DATA SUPPLIED
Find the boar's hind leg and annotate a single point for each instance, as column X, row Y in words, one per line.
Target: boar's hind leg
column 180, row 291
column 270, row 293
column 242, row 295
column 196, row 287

GOAL OF THE EXERCISE
Would you be able to transcribe every line of the data exactly?

RESPONSE TO THIS TASK
Find the boar's hind leg and annotate a single point for each instance, as column X, row Y in words, one per line.
Target: boar's hind leg
column 180, row 291
column 270, row 293
column 242, row 295
column 196, row 287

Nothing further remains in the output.